**Exercise directions:** Please copy the items starting with the line with "knee --shape polygon" and going on through the line with "[[[0,221],[0,264],[45,245],[47,210],[42,205]]]", swapping "wooden crate" for "plastic crate" and leaving everything else unchanged.

**Task input:**
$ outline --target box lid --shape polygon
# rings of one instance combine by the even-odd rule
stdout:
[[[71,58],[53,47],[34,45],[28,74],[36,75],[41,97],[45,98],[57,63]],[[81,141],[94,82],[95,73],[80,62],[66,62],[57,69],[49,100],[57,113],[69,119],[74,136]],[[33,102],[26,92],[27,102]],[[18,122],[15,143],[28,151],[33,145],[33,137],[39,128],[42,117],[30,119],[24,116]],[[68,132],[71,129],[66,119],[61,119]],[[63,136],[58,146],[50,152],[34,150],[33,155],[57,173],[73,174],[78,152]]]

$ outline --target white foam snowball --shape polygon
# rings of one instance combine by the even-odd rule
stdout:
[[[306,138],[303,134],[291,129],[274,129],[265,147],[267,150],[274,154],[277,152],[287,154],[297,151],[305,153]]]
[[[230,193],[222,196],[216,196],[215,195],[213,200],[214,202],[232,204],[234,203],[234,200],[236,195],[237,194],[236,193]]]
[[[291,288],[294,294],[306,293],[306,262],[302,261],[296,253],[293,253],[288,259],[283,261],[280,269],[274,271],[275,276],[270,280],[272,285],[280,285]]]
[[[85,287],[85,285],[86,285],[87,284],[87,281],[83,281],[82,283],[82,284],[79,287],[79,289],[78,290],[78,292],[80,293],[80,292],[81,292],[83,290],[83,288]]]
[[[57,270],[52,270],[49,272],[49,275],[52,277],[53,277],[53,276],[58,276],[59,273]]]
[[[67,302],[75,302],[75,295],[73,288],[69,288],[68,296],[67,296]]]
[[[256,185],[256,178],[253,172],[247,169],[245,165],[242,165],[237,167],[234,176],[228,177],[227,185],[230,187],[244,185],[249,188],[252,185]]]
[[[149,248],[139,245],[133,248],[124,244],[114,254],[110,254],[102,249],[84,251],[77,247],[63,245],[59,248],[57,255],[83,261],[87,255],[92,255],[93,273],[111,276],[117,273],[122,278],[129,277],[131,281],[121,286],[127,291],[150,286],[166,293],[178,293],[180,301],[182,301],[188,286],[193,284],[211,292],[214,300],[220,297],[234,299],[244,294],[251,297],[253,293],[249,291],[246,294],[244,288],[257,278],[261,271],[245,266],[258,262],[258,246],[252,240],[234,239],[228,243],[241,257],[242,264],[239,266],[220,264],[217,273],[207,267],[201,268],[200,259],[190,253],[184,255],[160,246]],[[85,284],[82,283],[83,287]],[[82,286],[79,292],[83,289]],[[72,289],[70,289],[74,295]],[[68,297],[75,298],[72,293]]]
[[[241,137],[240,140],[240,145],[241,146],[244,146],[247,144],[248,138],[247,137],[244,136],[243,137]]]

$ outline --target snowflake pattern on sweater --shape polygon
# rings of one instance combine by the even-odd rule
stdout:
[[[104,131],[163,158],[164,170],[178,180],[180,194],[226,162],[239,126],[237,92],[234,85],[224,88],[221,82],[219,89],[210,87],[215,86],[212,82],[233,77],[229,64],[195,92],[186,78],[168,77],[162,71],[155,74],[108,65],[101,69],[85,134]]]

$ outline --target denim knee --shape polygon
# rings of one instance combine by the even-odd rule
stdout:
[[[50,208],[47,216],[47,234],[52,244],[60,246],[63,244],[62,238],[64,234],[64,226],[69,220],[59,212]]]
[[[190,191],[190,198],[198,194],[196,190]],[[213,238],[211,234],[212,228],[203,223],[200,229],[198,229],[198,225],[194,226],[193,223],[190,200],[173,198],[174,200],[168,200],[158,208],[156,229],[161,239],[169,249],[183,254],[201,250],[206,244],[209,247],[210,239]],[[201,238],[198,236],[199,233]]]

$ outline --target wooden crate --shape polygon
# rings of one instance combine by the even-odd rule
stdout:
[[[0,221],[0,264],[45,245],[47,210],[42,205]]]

--

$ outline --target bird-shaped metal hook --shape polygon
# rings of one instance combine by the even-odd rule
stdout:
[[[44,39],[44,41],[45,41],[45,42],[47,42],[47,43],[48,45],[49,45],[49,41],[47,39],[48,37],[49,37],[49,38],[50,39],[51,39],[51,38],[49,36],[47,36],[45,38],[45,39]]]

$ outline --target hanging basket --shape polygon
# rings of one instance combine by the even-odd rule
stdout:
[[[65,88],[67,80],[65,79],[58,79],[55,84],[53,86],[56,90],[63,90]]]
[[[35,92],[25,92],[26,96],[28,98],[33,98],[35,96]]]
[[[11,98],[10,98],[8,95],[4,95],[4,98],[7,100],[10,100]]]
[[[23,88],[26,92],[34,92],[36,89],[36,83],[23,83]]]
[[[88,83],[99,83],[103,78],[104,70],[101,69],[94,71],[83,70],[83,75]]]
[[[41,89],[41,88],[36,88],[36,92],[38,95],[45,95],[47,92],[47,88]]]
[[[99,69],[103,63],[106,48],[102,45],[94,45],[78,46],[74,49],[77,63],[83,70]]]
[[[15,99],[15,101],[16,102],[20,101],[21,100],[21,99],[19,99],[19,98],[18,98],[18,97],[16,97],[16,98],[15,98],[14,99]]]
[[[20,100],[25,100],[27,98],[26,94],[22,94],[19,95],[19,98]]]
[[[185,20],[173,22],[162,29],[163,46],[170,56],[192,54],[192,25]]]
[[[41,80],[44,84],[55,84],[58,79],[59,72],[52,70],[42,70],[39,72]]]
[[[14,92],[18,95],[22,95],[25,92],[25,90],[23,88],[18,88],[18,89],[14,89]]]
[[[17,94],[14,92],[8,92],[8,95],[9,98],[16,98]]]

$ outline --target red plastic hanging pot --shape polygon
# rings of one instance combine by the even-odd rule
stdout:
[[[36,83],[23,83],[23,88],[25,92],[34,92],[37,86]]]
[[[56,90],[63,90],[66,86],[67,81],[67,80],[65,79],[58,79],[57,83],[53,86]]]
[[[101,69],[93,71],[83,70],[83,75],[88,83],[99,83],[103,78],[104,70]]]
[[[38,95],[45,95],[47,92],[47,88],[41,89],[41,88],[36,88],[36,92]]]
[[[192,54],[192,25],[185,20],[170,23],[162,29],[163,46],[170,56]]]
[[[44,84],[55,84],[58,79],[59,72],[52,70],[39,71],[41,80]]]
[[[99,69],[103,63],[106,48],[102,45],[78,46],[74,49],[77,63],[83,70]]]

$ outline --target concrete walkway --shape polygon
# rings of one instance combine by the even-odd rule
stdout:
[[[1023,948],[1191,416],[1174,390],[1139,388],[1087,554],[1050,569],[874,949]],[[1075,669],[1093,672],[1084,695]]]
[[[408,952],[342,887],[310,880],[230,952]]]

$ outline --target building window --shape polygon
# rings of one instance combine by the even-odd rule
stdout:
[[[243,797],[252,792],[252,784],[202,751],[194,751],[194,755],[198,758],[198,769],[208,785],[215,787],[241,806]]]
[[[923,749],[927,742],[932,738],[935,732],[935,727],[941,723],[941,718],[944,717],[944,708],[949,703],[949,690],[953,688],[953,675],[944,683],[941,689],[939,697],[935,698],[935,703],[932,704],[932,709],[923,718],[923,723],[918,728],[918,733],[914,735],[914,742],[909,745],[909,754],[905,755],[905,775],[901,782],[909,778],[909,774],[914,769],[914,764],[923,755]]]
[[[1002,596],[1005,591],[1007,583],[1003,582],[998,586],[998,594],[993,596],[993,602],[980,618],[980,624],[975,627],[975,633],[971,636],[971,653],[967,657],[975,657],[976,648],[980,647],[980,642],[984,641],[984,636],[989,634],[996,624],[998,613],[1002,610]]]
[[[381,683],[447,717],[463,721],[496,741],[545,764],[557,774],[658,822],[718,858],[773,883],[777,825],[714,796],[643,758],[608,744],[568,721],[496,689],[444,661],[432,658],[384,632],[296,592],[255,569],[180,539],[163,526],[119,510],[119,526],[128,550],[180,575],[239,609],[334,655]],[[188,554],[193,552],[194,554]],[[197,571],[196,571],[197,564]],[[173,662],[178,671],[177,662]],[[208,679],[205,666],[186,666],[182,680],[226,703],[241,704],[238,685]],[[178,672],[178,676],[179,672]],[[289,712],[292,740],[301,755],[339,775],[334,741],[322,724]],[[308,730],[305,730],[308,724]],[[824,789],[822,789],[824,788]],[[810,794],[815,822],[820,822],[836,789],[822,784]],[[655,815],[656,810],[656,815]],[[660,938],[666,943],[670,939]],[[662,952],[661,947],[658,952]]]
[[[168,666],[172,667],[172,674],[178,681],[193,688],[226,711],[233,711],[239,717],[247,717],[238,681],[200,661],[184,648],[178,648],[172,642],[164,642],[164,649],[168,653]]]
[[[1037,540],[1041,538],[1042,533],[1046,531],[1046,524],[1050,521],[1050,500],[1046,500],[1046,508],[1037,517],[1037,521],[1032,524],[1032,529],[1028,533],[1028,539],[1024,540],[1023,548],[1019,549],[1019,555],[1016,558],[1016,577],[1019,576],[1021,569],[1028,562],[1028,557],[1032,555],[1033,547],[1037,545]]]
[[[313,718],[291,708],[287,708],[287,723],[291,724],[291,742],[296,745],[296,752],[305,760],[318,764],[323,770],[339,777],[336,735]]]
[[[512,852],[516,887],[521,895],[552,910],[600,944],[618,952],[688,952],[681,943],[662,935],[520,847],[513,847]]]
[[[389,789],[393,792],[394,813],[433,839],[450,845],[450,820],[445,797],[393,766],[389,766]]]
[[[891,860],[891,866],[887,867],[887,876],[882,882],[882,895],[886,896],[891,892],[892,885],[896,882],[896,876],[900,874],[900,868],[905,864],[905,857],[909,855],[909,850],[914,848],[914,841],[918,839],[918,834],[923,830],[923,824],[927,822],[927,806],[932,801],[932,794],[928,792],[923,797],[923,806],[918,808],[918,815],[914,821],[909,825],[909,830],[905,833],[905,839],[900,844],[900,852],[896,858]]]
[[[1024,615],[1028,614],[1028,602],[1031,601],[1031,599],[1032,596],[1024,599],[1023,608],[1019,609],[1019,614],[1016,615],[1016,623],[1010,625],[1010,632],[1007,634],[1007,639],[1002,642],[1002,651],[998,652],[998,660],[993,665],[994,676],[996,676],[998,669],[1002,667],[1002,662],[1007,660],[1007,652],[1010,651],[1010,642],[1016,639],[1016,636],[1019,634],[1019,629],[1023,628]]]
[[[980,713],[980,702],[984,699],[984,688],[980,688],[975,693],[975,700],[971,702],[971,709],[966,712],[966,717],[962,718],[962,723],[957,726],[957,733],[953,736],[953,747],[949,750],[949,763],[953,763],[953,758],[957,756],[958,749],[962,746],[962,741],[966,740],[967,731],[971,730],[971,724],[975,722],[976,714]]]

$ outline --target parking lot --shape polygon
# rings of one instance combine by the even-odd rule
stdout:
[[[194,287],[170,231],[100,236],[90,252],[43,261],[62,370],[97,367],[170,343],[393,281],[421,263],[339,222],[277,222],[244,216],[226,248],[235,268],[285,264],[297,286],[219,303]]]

* * *

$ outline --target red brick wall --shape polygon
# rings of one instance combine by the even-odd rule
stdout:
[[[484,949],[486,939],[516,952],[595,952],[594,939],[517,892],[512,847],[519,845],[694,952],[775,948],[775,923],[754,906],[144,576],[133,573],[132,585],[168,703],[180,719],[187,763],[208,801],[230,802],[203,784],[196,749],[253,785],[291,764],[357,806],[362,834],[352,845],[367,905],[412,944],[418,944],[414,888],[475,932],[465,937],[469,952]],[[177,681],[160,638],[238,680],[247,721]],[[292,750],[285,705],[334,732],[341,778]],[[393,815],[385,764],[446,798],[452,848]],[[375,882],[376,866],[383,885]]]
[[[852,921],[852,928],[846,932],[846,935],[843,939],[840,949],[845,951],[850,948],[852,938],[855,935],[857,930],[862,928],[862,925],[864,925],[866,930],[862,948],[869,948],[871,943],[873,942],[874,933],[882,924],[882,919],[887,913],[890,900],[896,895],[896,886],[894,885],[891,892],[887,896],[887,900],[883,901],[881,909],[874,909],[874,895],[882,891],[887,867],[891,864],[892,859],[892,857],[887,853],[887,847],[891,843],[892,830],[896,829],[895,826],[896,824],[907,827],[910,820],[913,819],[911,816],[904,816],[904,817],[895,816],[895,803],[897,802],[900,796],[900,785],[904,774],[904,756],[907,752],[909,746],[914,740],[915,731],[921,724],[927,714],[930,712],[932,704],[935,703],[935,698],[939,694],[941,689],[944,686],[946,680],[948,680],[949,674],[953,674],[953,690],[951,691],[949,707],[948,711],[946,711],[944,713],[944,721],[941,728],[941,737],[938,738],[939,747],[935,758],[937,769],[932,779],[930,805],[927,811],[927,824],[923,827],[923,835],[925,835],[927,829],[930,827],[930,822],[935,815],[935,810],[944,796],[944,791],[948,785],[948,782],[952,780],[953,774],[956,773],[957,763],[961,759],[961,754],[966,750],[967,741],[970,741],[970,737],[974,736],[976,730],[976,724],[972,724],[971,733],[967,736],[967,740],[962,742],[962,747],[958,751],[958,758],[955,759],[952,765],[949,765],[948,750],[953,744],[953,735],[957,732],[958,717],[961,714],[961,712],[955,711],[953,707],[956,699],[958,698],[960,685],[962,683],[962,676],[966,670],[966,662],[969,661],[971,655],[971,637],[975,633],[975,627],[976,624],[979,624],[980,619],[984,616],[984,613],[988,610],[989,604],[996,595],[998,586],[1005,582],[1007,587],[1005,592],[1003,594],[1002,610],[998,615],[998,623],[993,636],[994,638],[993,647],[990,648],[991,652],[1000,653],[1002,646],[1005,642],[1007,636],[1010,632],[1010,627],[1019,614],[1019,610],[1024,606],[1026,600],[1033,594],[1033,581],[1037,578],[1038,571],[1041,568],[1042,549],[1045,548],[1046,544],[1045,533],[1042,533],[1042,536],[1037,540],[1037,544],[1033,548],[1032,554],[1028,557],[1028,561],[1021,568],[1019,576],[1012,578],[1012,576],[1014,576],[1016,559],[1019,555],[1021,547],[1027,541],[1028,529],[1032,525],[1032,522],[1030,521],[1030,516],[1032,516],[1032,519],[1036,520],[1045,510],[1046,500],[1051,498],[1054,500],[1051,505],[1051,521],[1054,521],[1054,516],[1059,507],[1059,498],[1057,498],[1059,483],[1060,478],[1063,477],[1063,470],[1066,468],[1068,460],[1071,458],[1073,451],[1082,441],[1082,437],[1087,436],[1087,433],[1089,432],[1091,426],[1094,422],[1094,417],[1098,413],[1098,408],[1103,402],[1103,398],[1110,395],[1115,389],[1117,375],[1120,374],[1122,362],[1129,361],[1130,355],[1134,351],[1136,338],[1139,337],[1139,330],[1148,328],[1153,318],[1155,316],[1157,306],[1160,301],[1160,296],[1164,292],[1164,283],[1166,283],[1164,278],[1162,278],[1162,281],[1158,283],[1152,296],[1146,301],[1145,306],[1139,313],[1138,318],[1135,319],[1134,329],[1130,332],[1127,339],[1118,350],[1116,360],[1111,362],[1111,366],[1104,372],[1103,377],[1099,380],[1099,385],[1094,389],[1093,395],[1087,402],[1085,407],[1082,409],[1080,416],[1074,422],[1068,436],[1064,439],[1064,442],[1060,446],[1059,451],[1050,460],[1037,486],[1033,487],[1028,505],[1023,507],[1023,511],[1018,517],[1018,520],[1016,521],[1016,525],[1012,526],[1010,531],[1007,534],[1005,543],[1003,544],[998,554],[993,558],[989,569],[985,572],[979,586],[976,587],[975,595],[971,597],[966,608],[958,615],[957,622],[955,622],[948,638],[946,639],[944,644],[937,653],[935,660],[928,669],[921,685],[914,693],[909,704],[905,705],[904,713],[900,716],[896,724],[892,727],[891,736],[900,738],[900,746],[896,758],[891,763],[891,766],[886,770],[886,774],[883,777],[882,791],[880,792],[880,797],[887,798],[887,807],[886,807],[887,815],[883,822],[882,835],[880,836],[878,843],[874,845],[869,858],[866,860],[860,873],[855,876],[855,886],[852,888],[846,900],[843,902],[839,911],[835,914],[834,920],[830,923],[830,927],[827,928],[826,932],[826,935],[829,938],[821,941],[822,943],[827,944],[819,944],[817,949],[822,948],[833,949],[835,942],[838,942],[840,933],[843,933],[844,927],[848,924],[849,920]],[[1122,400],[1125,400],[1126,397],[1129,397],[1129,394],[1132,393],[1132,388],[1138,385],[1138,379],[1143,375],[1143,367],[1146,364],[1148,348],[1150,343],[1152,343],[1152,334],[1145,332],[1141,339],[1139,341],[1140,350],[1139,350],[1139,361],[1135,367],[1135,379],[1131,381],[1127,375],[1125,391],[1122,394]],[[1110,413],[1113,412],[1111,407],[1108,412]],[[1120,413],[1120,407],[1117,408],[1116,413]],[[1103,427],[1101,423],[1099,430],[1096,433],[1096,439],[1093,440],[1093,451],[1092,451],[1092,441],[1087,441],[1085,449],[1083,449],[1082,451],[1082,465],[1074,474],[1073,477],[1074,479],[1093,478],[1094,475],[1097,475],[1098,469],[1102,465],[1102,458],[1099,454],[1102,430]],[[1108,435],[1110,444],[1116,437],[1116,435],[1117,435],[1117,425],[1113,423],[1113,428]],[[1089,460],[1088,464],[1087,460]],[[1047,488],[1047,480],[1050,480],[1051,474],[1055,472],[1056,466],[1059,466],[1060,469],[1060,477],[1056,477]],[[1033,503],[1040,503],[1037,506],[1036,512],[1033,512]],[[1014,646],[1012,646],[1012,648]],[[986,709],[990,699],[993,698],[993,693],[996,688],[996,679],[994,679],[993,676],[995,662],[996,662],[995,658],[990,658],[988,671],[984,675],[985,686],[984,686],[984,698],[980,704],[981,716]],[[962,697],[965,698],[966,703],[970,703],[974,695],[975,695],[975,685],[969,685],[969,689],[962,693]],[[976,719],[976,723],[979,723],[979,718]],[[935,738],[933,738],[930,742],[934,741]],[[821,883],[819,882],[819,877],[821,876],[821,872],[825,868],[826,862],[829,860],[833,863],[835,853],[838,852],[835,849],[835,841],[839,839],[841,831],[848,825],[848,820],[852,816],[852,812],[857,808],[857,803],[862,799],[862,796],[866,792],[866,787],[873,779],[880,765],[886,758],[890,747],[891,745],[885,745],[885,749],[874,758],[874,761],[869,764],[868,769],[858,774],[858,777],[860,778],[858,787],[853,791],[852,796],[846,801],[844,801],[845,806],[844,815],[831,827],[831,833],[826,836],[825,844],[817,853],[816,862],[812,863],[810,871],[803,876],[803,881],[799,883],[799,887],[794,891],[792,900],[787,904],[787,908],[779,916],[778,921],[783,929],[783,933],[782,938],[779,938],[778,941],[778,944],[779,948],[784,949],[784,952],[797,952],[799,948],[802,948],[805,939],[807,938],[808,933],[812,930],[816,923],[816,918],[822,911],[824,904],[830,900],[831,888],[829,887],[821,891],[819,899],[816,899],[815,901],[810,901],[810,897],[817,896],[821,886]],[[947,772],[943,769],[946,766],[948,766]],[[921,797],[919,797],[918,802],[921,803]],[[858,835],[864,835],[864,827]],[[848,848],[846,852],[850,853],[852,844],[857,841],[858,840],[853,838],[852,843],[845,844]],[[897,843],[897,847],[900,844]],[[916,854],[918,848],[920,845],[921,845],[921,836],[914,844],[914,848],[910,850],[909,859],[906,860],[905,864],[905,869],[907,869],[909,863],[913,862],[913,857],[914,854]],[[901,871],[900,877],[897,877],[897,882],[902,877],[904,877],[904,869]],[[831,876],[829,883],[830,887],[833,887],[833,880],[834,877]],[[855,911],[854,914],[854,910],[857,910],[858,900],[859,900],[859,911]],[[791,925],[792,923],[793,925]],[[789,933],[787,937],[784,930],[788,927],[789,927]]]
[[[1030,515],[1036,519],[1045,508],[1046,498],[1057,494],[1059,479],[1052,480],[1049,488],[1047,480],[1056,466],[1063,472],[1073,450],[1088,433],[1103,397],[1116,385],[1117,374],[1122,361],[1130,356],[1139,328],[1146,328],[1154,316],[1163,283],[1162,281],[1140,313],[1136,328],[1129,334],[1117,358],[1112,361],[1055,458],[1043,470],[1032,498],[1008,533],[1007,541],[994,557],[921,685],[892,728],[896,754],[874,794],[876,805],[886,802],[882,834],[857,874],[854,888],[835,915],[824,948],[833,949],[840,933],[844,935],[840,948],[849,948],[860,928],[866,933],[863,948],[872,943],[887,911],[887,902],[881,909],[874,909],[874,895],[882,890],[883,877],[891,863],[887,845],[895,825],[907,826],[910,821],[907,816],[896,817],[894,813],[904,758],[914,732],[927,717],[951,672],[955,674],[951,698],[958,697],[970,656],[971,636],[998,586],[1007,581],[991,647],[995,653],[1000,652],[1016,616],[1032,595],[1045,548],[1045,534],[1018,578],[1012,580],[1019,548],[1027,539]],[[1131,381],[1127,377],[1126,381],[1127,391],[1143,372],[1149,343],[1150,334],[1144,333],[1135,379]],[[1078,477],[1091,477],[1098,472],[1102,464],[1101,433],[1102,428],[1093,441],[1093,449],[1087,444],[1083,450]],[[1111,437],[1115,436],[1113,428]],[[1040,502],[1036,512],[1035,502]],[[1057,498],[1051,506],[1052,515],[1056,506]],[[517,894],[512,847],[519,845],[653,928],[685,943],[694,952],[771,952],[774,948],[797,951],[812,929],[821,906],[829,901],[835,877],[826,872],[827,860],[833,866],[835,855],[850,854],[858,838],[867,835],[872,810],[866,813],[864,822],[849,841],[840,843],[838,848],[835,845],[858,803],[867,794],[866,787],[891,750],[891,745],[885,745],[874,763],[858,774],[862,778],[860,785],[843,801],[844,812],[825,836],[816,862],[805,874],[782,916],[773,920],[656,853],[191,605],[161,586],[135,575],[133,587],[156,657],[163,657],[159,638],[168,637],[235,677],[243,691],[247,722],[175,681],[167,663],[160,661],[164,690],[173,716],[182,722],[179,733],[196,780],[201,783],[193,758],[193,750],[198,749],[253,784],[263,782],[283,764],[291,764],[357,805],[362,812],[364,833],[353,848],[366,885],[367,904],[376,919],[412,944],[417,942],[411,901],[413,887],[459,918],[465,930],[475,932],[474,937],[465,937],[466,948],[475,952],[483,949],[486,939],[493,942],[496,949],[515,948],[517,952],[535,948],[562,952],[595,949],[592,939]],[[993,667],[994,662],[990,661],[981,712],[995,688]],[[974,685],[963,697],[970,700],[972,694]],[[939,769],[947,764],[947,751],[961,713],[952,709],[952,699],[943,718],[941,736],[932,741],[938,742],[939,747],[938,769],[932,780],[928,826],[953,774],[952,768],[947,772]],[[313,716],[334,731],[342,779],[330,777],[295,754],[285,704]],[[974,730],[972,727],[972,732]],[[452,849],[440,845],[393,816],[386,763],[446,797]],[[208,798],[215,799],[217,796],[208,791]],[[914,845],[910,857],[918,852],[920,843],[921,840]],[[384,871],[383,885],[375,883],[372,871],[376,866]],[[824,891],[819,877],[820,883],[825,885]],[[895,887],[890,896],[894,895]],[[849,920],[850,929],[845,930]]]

**The completed task:**
$ outline --target denim knee --shape polygon
# rings of one instance combine by the even-odd rule
stdout:
[[[50,208],[47,216],[47,234],[52,244],[60,246],[63,244],[62,238],[64,234],[64,226],[69,220],[59,212]]]
[[[190,191],[190,198],[198,194],[196,190]],[[213,238],[211,234],[212,228],[203,223],[200,229],[198,229],[198,225],[194,226],[193,223],[190,200],[173,198],[174,200],[168,200],[158,208],[156,229],[161,239],[169,249],[183,254],[201,250],[206,244],[209,247],[210,239]],[[201,238],[198,236],[199,233]]]

$ outline --target plastic crate --shape polygon
# rings of one instance combine by the even-odd rule
stdout:
[[[0,221],[0,264],[45,245],[47,210],[42,205]]]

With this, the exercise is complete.